## Work instructions
a) Answer these about the cpuset patch email:
(i) Changing which setting during peak times often causes noticeable service latency or stuttering?
(ii) What option in memory control inspired the idea?
(iii) How many files does the patch change, and how many insertions does it make?
b) From the cpuset patch email, extract the stretch from "On Wed, May" through "the existing cgroups.".

>> START Source document

On Wed, May 21, 2025 at 11:45:27AM +0800, Zhongkun He wrote:
> Setting the cpuset.mems in cgroup v2 can trigger memory
> migrate in cpuset. This behavior is fine for newly created
> cgroups but it can cause issues for the existing cgroups.
> In our scenario, modifying the cpuset.mems setting during
> peak times frequently leads to noticeable service latency
> or stuttering.
> 
> It is important to have a consistent set of behavior for
> both cpus and memory. But it does cause issues at times,
> so we would like to have a flexible option.
> 
> This idea is from the non-blocking limit setting option in
> memory control.
> 
> https://lore.kernel.org/all/20250506232833.3109790-1-shakeel.butt@linux.dev/
> 
> Signed-off-by: Zhongkun He <hezhongkun.hzk@bytedance.com>
> ---
>  Documentation/admin-guide/cgroup-v2.rst | 7 +++++++
>  kernel/cgroup/cpuset-internal.h         | 6 ++++++
>  kernel/cgroup/cpuset.c                  | 7 +++++++
>  3 files changed, 20 insertions(+)
> 
> diff --git a/Documentation/admin-guide/cgroup-v2.rst b/Documentation/admin-guide/cgroup-v2.rst
> index 1a16ce68a4d7..d9e8e2a770af 100644
> --- a/Documentation/admin-guide/cgroup-v2.rst
> +++ b/Documentation/admin-guide/cgroup-v2.rst
> @@ -2408,6 +2408,13 @@ Cpuset Interface Files
>  	a need to change "cpuset.mems" with active tasks, it shouldn't
>  	be done frequently.

>> END Source document
>> START Information provided

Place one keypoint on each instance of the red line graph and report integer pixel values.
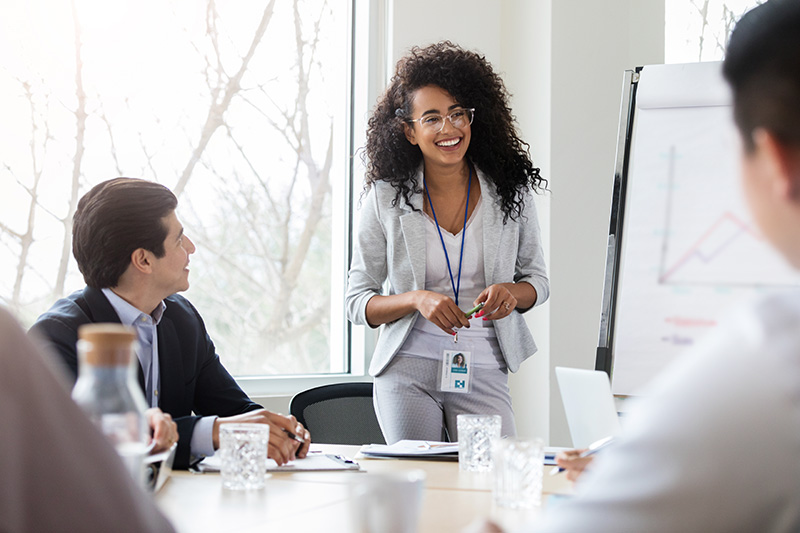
(695, 250)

>> END Information provided

## Solved problems
a)
(i) The cpuset.mems setting.
(ii) The non-blocking limit setting option.
(iii) 3 files, with 20 insertions.

b)
On Wed, May 21, 2025 at 11:45:27AM +0800, Zhongkun He wrote:
> Setting the cpuset.mems in cgroup v2 can trigger memory
> migrate in cpuset. This behavior is fine for newly created
> cgroups but it can cause issues for the existing cgroups.